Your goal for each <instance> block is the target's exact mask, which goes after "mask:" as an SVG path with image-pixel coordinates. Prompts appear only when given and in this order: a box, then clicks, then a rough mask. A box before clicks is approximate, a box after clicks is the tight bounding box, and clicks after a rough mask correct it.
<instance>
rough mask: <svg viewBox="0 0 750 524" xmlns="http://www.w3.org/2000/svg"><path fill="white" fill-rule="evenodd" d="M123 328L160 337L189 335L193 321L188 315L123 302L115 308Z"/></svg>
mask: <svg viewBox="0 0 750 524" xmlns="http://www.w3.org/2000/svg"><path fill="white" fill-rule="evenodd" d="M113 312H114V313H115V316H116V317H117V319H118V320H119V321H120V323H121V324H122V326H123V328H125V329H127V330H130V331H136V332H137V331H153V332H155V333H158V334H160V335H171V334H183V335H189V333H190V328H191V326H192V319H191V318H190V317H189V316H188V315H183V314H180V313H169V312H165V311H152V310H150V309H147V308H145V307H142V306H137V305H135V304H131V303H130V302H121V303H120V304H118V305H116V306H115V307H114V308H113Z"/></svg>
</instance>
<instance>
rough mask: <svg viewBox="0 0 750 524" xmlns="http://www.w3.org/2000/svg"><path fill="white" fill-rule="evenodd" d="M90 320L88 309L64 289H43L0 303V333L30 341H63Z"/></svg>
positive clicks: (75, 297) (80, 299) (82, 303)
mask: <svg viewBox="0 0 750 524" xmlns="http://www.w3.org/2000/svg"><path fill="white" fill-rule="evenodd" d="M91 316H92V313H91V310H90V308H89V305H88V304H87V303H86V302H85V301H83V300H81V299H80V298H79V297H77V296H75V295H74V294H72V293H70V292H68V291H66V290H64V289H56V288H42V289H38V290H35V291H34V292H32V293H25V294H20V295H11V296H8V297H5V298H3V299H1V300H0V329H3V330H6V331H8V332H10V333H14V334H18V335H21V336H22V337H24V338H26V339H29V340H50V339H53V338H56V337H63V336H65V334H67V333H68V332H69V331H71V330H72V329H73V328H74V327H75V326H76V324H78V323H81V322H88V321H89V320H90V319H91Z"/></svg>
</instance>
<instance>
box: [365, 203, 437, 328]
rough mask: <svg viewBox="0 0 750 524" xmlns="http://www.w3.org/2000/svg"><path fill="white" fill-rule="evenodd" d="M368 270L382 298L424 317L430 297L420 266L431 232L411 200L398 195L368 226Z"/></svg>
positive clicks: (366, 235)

■ ■ ■ ■ ■ ■ ■

WHAT THE EXERCISE ASKS
Line by line, copy the data above exactly as it reads.

TASK SOLUTION
Your goal for each <instance> block is the target's exact mask, which goes after "mask:" as an SVG path with image-pixel coordinates. Prompts appear only when given and in this order: a box, then clicks, then a rough mask. A box before clicks is approximate, a box after clicks is the tight bounding box, and clicks after a rough mask correct it.
<instance>
rough mask: <svg viewBox="0 0 750 524" xmlns="http://www.w3.org/2000/svg"><path fill="white" fill-rule="evenodd" d="M123 328L160 337L189 335L193 321L188 315L123 302L115 308Z"/></svg>
mask: <svg viewBox="0 0 750 524" xmlns="http://www.w3.org/2000/svg"><path fill="white" fill-rule="evenodd" d="M113 312H114V313H115V316H116V317H117V319H118V320H119V321H120V323H121V324H122V326H123V328H125V329H127V330H130V331H136V332H137V331H153V332H155V333H158V334H160V335H171V334H183V335H189V333H190V328H191V326H192V319H191V318H190V317H189V316H188V315H183V314H180V313H169V312H165V311H152V310H150V309H147V308H145V307H142V306H137V305H135V304H131V303H130V302H121V303H120V304H118V305H116V306H115V307H114V308H113Z"/></svg>
</instance>
<instance>
rough mask: <svg viewBox="0 0 750 524" xmlns="http://www.w3.org/2000/svg"><path fill="white" fill-rule="evenodd" d="M90 320L88 309L64 289H43L0 303V333L30 341H63Z"/></svg>
positive clicks: (75, 297) (80, 299) (82, 303)
mask: <svg viewBox="0 0 750 524" xmlns="http://www.w3.org/2000/svg"><path fill="white" fill-rule="evenodd" d="M91 316H92V313H91V310H90V308H89V305H88V304H87V303H86V302H85V301H83V300H81V299H80V298H79V297H77V296H75V295H74V294H72V293H70V292H68V291H66V290H64V289H56V288H42V289H38V290H35V291H34V292H32V293H25V294H20V295H11V296H8V297H5V298H3V299H1V300H0V329H3V330H6V331H8V332H10V333H14V334H18V335H21V336H22V337H24V338H26V339H29V340H50V339H53V338H56V337H63V336H65V334H67V333H68V332H69V331H71V330H72V329H73V328H74V327H75V326H76V324H78V323H81V322H88V321H89V320H90V319H91Z"/></svg>
</instance>
<instance>
box: [365, 203, 437, 328]
rough mask: <svg viewBox="0 0 750 524" xmlns="http://www.w3.org/2000/svg"><path fill="white" fill-rule="evenodd" d="M368 270L382 298L424 317L430 297L420 266L431 232L411 200L398 195L368 226Z"/></svg>
positive clicks: (366, 235)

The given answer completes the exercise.